Task prompt: Copy the records below line for line, with no changes.

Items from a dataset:
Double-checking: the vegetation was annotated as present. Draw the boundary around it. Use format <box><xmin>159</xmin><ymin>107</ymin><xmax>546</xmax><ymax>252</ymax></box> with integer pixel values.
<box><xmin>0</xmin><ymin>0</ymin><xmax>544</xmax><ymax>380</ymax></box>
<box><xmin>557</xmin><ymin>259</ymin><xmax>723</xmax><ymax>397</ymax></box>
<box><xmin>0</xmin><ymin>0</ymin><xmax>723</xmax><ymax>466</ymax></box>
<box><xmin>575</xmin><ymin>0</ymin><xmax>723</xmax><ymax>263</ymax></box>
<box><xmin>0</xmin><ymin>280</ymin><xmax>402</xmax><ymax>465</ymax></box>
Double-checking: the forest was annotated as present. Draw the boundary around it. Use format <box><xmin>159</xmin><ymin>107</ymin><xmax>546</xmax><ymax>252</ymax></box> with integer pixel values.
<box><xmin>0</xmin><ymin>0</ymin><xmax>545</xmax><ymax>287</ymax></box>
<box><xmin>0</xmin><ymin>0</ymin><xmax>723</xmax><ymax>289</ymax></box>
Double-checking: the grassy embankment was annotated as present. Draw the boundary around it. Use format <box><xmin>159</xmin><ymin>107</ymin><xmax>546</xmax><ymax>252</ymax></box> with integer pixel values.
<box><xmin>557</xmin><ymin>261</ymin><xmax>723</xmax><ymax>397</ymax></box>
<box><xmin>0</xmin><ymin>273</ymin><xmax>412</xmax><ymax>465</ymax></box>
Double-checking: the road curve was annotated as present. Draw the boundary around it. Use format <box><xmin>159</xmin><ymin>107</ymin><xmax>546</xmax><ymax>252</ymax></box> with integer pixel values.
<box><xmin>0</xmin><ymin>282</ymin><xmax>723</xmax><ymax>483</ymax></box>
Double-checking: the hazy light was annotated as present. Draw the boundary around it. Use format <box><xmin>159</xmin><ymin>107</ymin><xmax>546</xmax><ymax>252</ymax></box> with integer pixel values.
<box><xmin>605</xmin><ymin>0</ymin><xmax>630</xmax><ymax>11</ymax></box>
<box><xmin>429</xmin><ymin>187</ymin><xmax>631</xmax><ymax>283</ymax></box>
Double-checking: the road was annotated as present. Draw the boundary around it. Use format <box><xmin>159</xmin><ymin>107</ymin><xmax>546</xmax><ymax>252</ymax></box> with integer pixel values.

Full answer:
Double-checking: the vegetation was annotated as present. Draw the boundary around it. Use format <box><xmin>159</xmin><ymin>107</ymin><xmax>546</xmax><ymax>252</ymax></box> with integer pixel values.
<box><xmin>0</xmin><ymin>0</ymin><xmax>544</xmax><ymax>380</ymax></box>
<box><xmin>557</xmin><ymin>259</ymin><xmax>723</xmax><ymax>397</ymax></box>
<box><xmin>0</xmin><ymin>0</ymin><xmax>723</xmax><ymax>466</ymax></box>
<box><xmin>575</xmin><ymin>0</ymin><xmax>723</xmax><ymax>263</ymax></box>
<box><xmin>0</xmin><ymin>280</ymin><xmax>402</xmax><ymax>465</ymax></box>
Double-checking: the forest was annotated as present. Draw the boundary around it. Use format <box><xmin>159</xmin><ymin>107</ymin><xmax>546</xmax><ymax>252</ymax></box> with integer pixel values.
<box><xmin>0</xmin><ymin>0</ymin><xmax>545</xmax><ymax>287</ymax></box>
<box><xmin>0</xmin><ymin>0</ymin><xmax>723</xmax><ymax>289</ymax></box>
Double-checking: the grassy embankment was annotated as present. Draw the boundary around it. Use format <box><xmin>159</xmin><ymin>107</ymin><xmax>546</xmax><ymax>252</ymax></box> with integer pixel values.
<box><xmin>557</xmin><ymin>261</ymin><xmax>723</xmax><ymax>397</ymax></box>
<box><xmin>0</xmin><ymin>273</ymin><xmax>412</xmax><ymax>465</ymax></box>
Double-checking: the road curve was annotated as present. Draw the boundary around it. Use format <box><xmin>159</xmin><ymin>107</ymin><xmax>546</xmax><ymax>252</ymax></box> with integer pixel values.
<box><xmin>0</xmin><ymin>282</ymin><xmax>723</xmax><ymax>483</ymax></box>
Double-checking: the hazy light was annotated as present. Draw the boundary around it. Use format <box><xmin>159</xmin><ymin>107</ymin><xmax>546</xmax><ymax>252</ymax></box> with integer pixel values.
<box><xmin>605</xmin><ymin>0</ymin><xmax>630</xmax><ymax>11</ymax></box>
<box><xmin>429</xmin><ymin>187</ymin><xmax>631</xmax><ymax>283</ymax></box>
Double-checking: the road was annotated as present. Draw the boundary around it. Use format <box><xmin>159</xmin><ymin>107</ymin><xmax>546</xmax><ymax>252</ymax></box> with integer pixel values.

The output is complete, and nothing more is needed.